### BRIEF
In the data that follows, find each line containing "class" and copy it.

### GIVEN ENTRIES
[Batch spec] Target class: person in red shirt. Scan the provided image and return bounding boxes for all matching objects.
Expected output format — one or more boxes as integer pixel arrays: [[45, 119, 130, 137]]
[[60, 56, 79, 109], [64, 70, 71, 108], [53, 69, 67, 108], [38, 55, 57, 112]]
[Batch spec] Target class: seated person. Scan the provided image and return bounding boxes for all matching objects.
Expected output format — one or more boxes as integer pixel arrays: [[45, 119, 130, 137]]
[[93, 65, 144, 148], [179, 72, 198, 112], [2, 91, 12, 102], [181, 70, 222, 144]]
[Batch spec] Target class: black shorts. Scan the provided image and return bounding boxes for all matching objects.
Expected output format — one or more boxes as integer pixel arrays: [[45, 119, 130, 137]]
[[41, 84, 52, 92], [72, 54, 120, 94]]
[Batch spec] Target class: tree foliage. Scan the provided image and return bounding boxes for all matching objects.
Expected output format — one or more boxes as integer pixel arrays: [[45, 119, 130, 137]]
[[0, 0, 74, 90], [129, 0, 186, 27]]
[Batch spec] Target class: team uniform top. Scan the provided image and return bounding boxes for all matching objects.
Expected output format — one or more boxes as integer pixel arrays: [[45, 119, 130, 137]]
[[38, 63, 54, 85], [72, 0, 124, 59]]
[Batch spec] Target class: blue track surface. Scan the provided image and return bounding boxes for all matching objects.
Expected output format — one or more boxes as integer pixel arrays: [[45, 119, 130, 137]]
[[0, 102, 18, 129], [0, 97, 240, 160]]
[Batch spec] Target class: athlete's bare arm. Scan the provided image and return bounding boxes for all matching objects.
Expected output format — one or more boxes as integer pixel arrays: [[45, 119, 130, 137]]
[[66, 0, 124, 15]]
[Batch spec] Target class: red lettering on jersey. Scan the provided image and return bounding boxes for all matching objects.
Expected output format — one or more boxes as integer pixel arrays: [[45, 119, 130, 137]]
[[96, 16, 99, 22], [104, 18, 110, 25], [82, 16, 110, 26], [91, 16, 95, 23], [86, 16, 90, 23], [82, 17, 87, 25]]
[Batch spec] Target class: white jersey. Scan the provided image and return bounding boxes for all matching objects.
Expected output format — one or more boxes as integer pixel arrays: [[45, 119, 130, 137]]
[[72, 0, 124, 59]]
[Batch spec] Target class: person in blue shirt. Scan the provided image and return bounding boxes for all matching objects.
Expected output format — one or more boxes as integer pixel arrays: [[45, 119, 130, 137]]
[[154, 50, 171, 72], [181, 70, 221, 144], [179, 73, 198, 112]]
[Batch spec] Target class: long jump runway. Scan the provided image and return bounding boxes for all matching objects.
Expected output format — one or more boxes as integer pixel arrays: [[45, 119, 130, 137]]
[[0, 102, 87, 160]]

### EXPECTED OUTPUT
[Batch spec] Target class: person in red shirt. Scan the provided image and return bounding boxes for all matching objects.
[Batch spec] Target class: seated person. Scan the provided image and return bounding boxes for all matching objects.
[Batch spec] Target class: black shorts. Scan the provided image and return bounding boxes for all matching objects.
[Batch spec] Target class: tree foliage. Scan the provided image and return bounding boxes for all matching objects.
[Batch spec] Target class: team uniform top. Scan the provided image and return bounding boxes for all matching objects.
[Batch spec] Target class: blue track surface. Scan the provided image and return bounding boxes for all matching objects.
[Batch spec] Target class: athlete's bare arm. Scan the provided image and return bounding boxes for all matching objects.
[Batch spec] Target class: red lettering on jersey. Scan the provided image and return bounding boxes for all matching objects.
[Batch spec] Target class: white jersey. Scan the provided image and return bounding boxes for all matching objects.
[Batch spec] Target class: person in blue shirt. Scan the provided image and return bounding boxes for all matching objects.
[Batch spec] Target class: long jump runway. Scan the provided image and return bounding boxes for all matching objects.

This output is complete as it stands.